» **Reading text**

** START **

C++ Logo

sg16

Advanced search

Re: [SG16] P2295R3 Support for UTF-8 as a portable source file encoding

From: Corentin <corentin.jabot_at_[hidden]>
Date: Fri, 30 Apr 2021 08:15:18 +0200
On Fri, Apr 30, 2021, 06:26 Charlie Barto <Charles.Barto_at_[hidden]>
wrote:

> Yeah, that’s what I meant.
>
>
>
> My concern was with the “the scalar value of each source character shall
> be preserved” in the below
>
>
>
> “A UTF-8 file is a source file encoded with the UTF-8 encoding scheme
> defined in ISO/IEC 10646. An implementation shall support UTF-8 files. If
> the source file is determined to be a UTF-8 file, it shall represent a
> well-formed sequence of UTF-8 code units and the scalar value of each
> source character shall be preserved.”
>
>
>
> My concern is that if you write a string literal with Unicode characters
> in it and the compiler converts them to GB18030 that’s not “preserving the
> scalar value” I don’t understand translation phases very well, so feel free
> to tell me that’s somehow handled later on.
>

There is 2 steps.
Source -> Unicode scalar values, encoding non specified (phase 1)

Unicode -> literal encoding (in your question GB18030) (phase 5/6)

And efforts to make that clearer in the current wording but this behavior
is not new.

The wording you are concerned about is about the first phase only, and
intended to mean that when the compiler *reads* a source file, it should
not do any kind of transformations like normalization or replacement
character of any kind.

We have similar wording in another paper for the conversation to literals.


The effect is that with a utf-8 source file there is some guarantee that
the compiler will preserve the data through translation.


For any other source encoding to Unicode mapping is implementation defined.

Any other literal encoding conversion is implementation defined

In any case the source file encoding, the encoding in the compiler memory
and the encoding of literals (of which there are 5) are separate things.

Current wording has a tendency to use confusing terms :(



*From:* Peter Brett <pbrett_at_[hidden]>
> *Sent:* Thursday, April 29, 2021 3:34 AM
> *To:* Charlie Barto <Charles.Barto_at_[hidden]>
> *Cc:* Corentin <corentin.jabot_at_[hidden]>; sg16_at_[hidden]
> *Subject:* RE: [SG16] P2295R3 Support for UTF-8 as a portable source file
> encoding
>
>
>
> Hi Charlie,
>
>
>
> I’m going to assume that:
>
>
>
> - by ‘source character set’ you mean the encoding scheme of the source
> file
> - by ‘execution character set’ you mean the encoding scheme used for
> ordinary string literals in the compiled executable
>
>
>
> In that case, no – as I understand it this wording does not affect the
> conformance of an implementation where the literal encoding is GB18030.

** END **

» **Jobs**
1. List the names of all the people in the email thread.
2. Pull out every line of the entries that contains the word "target".
The entries below are unrelated to the email thread.

» **Dataset content**
** START **

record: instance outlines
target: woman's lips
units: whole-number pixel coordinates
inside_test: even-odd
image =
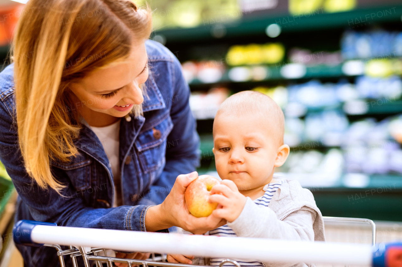
[[[115,109],[118,111],[127,111],[129,109],[131,109],[131,108],[133,107],[133,106],[134,105],[134,104],[130,104],[127,107],[120,107],[119,106],[114,106],[113,108]]]

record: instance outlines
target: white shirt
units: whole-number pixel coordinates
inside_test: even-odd
[[[284,179],[278,181],[278,182],[271,182],[266,184],[263,188],[263,190],[265,191],[264,195],[260,196],[258,198],[254,200],[254,203],[259,206],[260,205],[263,207],[268,207],[269,202],[274,195],[274,193],[276,192],[278,188],[281,185],[286,183],[286,180]],[[210,231],[209,235],[215,235],[221,237],[236,237],[237,235],[234,231],[232,230],[232,228],[229,227],[228,225],[225,225],[215,230]],[[225,259],[224,258],[211,258],[210,260],[210,265],[212,266],[218,266],[221,261]],[[232,259],[237,261],[242,267],[265,267],[265,265],[262,262],[260,262],[255,259]],[[234,264],[226,264],[224,265],[225,267],[235,267]]]
[[[115,200],[113,207],[122,205],[121,186],[120,182],[120,169],[119,150],[120,120],[112,124],[103,127],[90,126],[103,146],[103,150],[111,165],[113,180],[115,183]]]

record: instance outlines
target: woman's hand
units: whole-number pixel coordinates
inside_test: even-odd
[[[144,260],[149,259],[151,255],[150,253],[142,253],[141,252],[134,252],[129,254],[126,254],[121,252],[116,253],[116,258],[121,258],[122,259],[135,259]],[[115,263],[115,265],[119,267],[127,267],[128,265],[127,263]],[[133,266],[138,266],[138,264],[133,265]]]
[[[170,193],[160,205],[150,207],[145,216],[148,231],[177,226],[193,234],[203,234],[226,224],[226,220],[213,214],[197,218],[186,205],[184,193],[191,182],[198,177],[197,172],[177,176]]]
[[[212,214],[232,222],[237,218],[244,207],[247,198],[239,192],[234,182],[224,180],[212,187],[209,202],[219,203]]]
[[[166,259],[169,262],[174,263],[180,262],[182,263],[191,264],[193,263],[193,261],[189,259],[193,259],[194,258],[194,256],[186,256],[181,254],[168,254]]]

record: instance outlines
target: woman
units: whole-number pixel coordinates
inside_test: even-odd
[[[18,193],[16,221],[195,233],[224,224],[186,208],[199,138],[180,63],[146,41],[151,30],[149,8],[130,0],[27,4],[0,73],[0,160]],[[54,249],[18,248],[26,266],[58,264]]]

** END **

» **Results of the exercise**
1. Corentin, Charlie Barto, Peter Brett

2.
target: woman's lips
target: white shirt
target: woman's hand
target: woman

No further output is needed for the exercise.